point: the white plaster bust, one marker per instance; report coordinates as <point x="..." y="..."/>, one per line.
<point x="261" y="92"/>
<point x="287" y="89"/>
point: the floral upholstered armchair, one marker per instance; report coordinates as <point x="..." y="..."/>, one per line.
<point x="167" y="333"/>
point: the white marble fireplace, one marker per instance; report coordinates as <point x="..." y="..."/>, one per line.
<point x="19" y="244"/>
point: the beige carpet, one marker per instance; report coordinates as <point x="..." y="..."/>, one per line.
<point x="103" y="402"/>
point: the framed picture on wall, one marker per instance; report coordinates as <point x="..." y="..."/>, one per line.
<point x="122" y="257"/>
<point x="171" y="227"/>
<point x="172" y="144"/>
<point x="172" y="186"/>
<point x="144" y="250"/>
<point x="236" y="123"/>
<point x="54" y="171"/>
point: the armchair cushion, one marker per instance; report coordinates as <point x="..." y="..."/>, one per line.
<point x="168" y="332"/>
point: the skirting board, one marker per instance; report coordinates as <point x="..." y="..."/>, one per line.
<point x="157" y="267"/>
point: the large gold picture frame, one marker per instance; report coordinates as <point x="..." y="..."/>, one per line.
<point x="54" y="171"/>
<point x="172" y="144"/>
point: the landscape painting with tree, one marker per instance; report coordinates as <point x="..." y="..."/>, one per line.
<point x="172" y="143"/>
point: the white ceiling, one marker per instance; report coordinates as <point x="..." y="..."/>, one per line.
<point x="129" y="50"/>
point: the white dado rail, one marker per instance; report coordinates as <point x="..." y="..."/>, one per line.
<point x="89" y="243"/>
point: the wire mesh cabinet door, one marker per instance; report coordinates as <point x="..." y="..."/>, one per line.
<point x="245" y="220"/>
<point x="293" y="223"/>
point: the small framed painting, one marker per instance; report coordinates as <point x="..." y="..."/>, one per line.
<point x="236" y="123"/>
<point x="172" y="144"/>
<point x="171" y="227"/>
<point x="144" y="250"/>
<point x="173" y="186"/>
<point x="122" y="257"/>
======
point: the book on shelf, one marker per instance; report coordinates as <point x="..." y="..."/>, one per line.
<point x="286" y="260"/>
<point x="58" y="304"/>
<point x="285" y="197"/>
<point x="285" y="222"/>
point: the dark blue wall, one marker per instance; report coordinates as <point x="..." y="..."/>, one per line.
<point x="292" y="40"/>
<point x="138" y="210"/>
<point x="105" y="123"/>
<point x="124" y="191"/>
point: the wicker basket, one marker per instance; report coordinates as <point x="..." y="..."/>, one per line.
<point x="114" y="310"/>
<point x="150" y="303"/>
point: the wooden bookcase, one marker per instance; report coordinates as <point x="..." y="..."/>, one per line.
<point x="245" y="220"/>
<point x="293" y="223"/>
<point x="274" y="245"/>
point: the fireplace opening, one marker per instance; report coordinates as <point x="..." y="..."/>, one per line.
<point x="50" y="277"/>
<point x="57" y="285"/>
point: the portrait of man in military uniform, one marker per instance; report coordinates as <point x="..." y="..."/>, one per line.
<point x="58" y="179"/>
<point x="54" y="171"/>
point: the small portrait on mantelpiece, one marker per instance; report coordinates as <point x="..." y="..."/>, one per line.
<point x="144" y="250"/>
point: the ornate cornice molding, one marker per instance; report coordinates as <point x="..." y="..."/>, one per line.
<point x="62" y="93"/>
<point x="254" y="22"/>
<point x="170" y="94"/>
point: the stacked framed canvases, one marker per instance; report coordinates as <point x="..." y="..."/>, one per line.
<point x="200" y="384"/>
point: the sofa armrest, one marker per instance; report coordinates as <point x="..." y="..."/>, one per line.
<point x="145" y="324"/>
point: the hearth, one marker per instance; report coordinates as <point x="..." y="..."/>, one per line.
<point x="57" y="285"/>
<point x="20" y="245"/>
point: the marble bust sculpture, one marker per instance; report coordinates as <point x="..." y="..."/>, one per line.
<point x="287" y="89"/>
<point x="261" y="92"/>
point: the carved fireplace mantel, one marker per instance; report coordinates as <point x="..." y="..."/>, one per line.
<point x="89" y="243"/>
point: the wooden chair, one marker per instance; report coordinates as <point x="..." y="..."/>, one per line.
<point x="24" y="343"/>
======
TASK: Return each line of the material above that contains the word "fireplace", copied in full.

CORRECT RESPONSE:
point: the white marble fireplace, one marker per instance; report coordinates as <point x="..." y="..."/>, one per line.
point: the fireplace opening, one marker per instance; report coordinates as <point x="..." y="..."/>, one per line.
point: the carved fireplace mantel, one marker per instance; report coordinates as <point x="..." y="..."/>, one per line.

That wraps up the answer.